::: Given entries

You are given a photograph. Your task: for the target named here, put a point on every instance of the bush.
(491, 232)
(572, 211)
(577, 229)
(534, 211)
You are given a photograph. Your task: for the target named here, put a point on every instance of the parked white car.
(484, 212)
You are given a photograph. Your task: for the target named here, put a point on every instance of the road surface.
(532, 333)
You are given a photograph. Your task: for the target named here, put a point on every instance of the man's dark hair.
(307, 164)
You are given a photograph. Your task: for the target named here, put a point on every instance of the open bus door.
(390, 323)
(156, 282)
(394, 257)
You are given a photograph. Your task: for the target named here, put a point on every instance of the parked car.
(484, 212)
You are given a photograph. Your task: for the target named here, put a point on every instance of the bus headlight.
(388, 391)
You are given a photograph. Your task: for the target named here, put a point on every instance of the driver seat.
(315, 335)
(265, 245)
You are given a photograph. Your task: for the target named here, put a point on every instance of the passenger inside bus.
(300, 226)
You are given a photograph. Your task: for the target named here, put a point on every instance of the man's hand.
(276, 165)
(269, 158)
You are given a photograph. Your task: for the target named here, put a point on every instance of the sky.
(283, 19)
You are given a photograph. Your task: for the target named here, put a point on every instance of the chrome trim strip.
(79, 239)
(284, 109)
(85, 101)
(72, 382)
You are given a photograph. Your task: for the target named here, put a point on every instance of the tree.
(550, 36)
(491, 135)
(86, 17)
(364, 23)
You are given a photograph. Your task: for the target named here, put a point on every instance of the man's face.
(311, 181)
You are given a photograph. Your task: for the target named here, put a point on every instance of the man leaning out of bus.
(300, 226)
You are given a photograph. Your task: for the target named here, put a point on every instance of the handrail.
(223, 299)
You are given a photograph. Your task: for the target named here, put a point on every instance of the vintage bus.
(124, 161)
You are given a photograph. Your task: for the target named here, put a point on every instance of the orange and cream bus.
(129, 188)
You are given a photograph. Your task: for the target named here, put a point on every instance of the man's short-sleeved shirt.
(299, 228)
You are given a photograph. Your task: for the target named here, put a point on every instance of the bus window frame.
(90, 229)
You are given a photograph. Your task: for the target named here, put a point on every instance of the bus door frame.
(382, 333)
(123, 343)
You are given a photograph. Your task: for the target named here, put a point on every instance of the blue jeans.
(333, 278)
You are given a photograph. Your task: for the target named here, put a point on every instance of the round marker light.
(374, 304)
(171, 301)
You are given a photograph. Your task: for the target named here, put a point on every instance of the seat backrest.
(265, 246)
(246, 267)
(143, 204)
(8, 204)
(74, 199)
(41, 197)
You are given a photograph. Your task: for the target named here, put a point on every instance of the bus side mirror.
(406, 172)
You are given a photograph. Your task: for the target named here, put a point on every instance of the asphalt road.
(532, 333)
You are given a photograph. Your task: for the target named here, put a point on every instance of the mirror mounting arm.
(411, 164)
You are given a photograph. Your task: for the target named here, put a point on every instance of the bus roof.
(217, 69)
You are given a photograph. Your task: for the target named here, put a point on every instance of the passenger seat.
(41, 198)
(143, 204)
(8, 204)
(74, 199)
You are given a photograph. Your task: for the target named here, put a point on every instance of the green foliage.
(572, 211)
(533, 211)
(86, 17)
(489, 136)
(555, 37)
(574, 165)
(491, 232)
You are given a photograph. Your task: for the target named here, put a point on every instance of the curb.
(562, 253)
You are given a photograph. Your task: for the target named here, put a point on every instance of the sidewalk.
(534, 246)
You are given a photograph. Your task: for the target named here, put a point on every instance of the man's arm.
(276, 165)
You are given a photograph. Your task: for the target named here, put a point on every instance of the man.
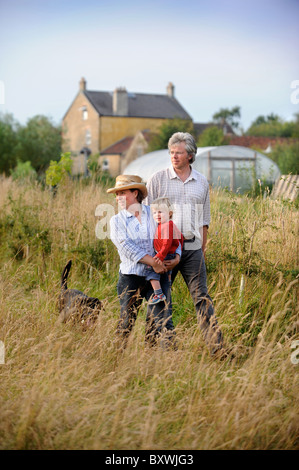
(188, 191)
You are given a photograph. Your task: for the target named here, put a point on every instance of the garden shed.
(230, 166)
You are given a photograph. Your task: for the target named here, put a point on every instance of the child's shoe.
(156, 298)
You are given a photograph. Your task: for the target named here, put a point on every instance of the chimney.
(82, 84)
(170, 90)
(120, 103)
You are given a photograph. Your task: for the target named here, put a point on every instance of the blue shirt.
(134, 240)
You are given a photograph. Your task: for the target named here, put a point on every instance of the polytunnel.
(229, 166)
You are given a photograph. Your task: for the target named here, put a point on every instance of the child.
(166, 241)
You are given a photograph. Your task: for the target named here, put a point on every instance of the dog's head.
(90, 313)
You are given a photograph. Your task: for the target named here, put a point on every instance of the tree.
(212, 136)
(229, 116)
(8, 143)
(274, 126)
(160, 140)
(287, 157)
(39, 142)
(58, 171)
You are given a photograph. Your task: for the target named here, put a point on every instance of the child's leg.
(155, 284)
(158, 295)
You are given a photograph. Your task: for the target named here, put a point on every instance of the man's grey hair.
(189, 140)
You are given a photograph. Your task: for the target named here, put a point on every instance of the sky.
(217, 53)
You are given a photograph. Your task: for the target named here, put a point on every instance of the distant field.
(62, 388)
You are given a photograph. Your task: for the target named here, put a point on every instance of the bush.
(23, 171)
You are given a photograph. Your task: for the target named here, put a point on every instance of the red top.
(167, 239)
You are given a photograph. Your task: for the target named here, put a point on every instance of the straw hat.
(124, 182)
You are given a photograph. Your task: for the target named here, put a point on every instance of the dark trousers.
(131, 291)
(193, 269)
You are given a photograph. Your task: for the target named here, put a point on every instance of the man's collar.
(129, 214)
(173, 174)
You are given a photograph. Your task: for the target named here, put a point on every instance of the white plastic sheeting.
(229, 166)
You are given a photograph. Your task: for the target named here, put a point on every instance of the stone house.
(116, 125)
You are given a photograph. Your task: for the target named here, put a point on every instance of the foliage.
(23, 171)
(38, 142)
(287, 157)
(58, 171)
(160, 140)
(212, 136)
(231, 116)
(8, 142)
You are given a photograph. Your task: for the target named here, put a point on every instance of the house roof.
(140, 105)
(124, 144)
(118, 147)
(199, 127)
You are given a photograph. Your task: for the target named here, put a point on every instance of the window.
(87, 137)
(84, 113)
(105, 165)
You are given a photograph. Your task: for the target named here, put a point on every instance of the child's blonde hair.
(162, 202)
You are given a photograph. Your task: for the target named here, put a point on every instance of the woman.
(132, 232)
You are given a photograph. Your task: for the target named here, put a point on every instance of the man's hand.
(158, 266)
(171, 263)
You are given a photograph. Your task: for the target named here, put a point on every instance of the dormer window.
(84, 113)
(87, 137)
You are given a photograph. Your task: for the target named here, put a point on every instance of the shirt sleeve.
(206, 216)
(126, 247)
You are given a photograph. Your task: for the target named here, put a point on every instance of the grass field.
(62, 388)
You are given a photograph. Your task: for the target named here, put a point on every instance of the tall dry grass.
(62, 388)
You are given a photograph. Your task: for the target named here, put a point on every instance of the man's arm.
(204, 238)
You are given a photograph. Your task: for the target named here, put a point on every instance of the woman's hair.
(139, 195)
(189, 140)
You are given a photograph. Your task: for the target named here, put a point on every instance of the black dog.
(74, 305)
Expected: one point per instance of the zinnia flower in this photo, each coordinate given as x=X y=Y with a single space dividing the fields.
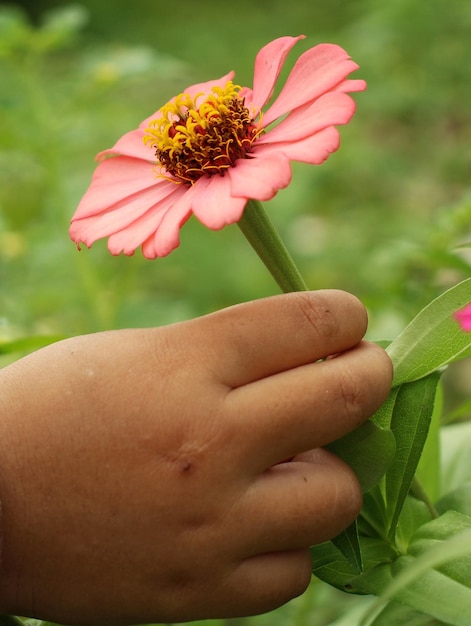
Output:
x=210 y=149
x=463 y=317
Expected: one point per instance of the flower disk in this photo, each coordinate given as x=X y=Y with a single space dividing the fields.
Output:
x=191 y=141
x=215 y=146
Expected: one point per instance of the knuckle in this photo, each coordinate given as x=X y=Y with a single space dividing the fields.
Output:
x=318 y=314
x=352 y=394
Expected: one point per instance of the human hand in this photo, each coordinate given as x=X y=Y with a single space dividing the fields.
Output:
x=175 y=473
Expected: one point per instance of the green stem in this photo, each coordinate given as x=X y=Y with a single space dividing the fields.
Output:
x=267 y=243
x=418 y=491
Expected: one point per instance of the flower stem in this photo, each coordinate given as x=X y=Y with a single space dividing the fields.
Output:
x=418 y=491
x=262 y=235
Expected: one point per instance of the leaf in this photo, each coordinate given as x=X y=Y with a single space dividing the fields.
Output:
x=395 y=614
x=456 y=453
x=28 y=344
x=434 y=577
x=410 y=423
x=348 y=544
x=428 y=469
x=457 y=500
x=331 y=566
x=10 y=620
x=433 y=338
x=368 y=450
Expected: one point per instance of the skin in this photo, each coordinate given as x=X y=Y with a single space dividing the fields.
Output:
x=173 y=474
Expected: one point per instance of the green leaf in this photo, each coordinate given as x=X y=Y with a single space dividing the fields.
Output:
x=434 y=577
x=368 y=450
x=428 y=469
x=348 y=544
x=457 y=500
x=414 y=514
x=28 y=344
x=329 y=564
x=10 y=620
x=395 y=614
x=433 y=338
x=455 y=453
x=410 y=423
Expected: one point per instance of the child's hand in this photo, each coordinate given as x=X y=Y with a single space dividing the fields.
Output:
x=176 y=473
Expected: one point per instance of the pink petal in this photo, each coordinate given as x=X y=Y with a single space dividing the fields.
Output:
x=463 y=317
x=260 y=178
x=350 y=86
x=115 y=180
x=167 y=236
x=213 y=204
x=132 y=145
x=314 y=149
x=330 y=109
x=317 y=71
x=268 y=65
x=131 y=220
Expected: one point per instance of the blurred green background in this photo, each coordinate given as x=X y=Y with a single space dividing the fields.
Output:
x=387 y=217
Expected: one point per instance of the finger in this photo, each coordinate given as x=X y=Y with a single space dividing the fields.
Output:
x=267 y=581
x=310 y=406
x=258 y=339
x=300 y=503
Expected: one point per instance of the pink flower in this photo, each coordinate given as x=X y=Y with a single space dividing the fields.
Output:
x=210 y=149
x=463 y=317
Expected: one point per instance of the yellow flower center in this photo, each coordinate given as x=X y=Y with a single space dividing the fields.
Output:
x=191 y=141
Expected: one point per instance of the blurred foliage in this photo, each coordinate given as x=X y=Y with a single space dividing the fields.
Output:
x=388 y=217
x=382 y=218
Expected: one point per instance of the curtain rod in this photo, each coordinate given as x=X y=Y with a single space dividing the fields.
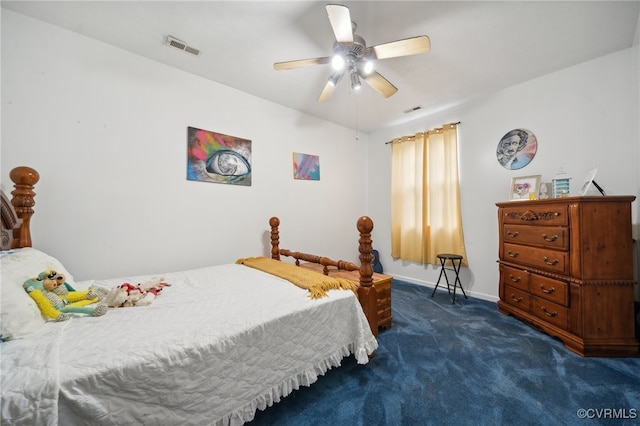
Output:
x=437 y=128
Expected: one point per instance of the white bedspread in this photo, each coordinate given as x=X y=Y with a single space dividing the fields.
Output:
x=216 y=345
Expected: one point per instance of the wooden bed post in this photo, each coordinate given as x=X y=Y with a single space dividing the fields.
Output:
x=366 y=290
x=24 y=178
x=274 y=222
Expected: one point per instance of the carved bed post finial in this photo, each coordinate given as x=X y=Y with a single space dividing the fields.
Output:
x=274 y=222
x=365 y=226
x=366 y=291
x=24 y=178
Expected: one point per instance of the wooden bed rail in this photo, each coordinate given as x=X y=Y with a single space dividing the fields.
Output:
x=24 y=179
x=366 y=292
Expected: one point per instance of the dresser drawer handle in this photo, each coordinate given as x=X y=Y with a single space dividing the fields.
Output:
x=544 y=290
x=549 y=314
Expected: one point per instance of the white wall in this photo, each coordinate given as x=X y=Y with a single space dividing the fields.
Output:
x=583 y=117
x=107 y=131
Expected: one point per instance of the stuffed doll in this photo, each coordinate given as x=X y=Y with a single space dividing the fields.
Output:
x=57 y=299
x=127 y=294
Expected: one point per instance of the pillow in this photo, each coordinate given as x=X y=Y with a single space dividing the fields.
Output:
x=19 y=314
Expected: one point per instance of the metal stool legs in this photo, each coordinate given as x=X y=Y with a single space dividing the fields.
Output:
x=455 y=268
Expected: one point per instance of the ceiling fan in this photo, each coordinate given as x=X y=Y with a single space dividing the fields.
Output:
x=352 y=56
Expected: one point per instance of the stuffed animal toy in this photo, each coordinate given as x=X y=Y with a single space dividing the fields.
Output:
x=127 y=294
x=57 y=299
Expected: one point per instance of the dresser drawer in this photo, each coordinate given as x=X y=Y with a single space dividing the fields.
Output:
x=541 y=236
x=550 y=289
x=549 y=260
x=517 y=298
x=539 y=215
x=514 y=277
x=550 y=312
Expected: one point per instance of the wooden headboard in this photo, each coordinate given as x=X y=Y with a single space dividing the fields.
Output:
x=16 y=232
x=16 y=214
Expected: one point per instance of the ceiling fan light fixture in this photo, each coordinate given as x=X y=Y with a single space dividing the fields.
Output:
x=355 y=81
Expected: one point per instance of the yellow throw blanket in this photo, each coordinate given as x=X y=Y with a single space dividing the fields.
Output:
x=316 y=283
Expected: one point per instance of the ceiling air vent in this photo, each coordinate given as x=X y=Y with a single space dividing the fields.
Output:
x=178 y=44
x=413 y=109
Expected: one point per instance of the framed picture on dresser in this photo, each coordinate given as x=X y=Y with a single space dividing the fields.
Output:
x=524 y=188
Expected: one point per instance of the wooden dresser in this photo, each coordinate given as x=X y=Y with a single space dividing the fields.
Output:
x=382 y=284
x=566 y=268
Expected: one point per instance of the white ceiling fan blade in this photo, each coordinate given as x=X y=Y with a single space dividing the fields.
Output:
x=327 y=92
x=340 y=20
x=406 y=47
x=380 y=84
x=288 y=65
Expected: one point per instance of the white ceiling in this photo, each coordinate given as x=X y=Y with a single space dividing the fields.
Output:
x=476 y=46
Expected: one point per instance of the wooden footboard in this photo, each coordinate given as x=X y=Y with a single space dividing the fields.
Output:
x=16 y=221
x=366 y=291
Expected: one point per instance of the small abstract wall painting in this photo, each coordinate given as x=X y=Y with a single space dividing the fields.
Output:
x=215 y=157
x=306 y=166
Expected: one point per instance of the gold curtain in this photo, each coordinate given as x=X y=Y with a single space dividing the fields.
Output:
x=426 y=217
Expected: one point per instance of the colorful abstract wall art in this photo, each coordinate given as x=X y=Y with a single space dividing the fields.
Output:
x=306 y=166
x=218 y=158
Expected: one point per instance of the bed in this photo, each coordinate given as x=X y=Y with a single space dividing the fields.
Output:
x=184 y=359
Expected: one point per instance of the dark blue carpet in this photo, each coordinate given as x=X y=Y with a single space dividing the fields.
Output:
x=464 y=364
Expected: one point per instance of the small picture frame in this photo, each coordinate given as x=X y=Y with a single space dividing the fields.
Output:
x=545 y=190
x=524 y=188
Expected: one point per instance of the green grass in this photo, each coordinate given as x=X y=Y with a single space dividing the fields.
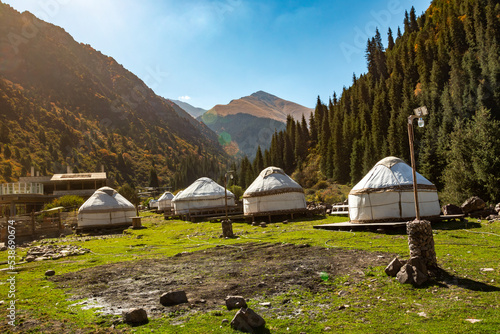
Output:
x=377 y=304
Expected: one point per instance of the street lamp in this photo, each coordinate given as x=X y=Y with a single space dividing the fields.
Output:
x=419 y=113
x=227 y=226
x=230 y=173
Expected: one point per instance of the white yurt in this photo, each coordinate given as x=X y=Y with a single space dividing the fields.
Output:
x=104 y=208
x=165 y=201
x=386 y=194
x=203 y=194
x=273 y=192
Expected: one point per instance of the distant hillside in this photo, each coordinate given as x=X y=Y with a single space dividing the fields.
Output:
x=264 y=105
x=448 y=60
x=191 y=110
x=246 y=123
x=64 y=103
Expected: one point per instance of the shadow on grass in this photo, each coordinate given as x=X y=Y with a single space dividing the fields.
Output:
x=456 y=225
x=445 y=279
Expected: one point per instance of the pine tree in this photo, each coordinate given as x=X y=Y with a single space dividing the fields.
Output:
x=390 y=39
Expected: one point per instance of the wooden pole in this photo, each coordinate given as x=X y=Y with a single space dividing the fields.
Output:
x=412 y=154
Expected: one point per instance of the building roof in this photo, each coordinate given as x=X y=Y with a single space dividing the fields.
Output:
x=79 y=177
x=390 y=173
x=272 y=180
x=106 y=199
x=202 y=189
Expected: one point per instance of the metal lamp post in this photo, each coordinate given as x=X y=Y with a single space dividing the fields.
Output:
x=420 y=239
x=227 y=228
x=225 y=187
x=419 y=113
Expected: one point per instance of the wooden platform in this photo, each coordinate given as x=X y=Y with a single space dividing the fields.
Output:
x=374 y=226
x=367 y=226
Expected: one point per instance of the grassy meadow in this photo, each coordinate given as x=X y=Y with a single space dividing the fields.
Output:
x=469 y=303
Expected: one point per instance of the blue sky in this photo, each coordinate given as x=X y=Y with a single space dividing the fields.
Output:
x=208 y=52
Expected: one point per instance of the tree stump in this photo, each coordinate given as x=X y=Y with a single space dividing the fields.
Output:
x=227 y=229
x=421 y=242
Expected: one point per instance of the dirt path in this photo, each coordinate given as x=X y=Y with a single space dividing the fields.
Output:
x=209 y=276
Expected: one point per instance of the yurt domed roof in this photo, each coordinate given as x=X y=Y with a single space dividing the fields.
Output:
x=203 y=188
x=390 y=173
x=106 y=199
x=272 y=180
x=166 y=196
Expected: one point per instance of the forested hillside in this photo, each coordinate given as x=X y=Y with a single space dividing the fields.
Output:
x=448 y=60
x=63 y=103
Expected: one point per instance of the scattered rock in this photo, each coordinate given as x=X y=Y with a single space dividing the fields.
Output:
x=472 y=204
x=246 y=320
x=50 y=273
x=450 y=209
x=482 y=213
x=412 y=275
x=393 y=268
x=418 y=263
x=497 y=208
x=235 y=302
x=173 y=298
x=404 y=275
x=135 y=316
x=54 y=252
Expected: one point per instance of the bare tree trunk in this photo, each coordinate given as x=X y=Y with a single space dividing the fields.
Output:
x=421 y=242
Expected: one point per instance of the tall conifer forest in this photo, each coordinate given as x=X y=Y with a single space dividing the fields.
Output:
x=447 y=59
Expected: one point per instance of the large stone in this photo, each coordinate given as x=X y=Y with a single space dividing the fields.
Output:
x=419 y=277
x=227 y=229
x=482 y=214
x=253 y=319
x=135 y=316
x=450 y=209
x=235 y=302
x=239 y=323
x=50 y=273
x=173 y=298
x=393 y=268
x=472 y=204
x=497 y=208
x=246 y=320
x=405 y=275
x=418 y=263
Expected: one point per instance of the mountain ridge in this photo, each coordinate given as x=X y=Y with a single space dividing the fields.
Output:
x=249 y=122
x=263 y=104
x=66 y=103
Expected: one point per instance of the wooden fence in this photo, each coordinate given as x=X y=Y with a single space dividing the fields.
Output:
x=33 y=227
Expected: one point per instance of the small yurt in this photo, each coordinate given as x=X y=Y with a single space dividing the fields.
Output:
x=165 y=201
x=106 y=207
x=386 y=194
x=273 y=192
x=202 y=195
x=153 y=204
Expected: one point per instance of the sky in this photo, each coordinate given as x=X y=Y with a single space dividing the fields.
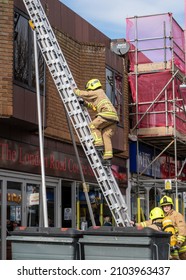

::::::

Objective
Return every line of the data above that contains the word "parked", matching case exactly.

The solution
You are given a photograph. Your task: for the target named here, put a point on every instance of the parked white car.
You are given a photograph. Your task: for the target named here, put a point on every instance of the parked car.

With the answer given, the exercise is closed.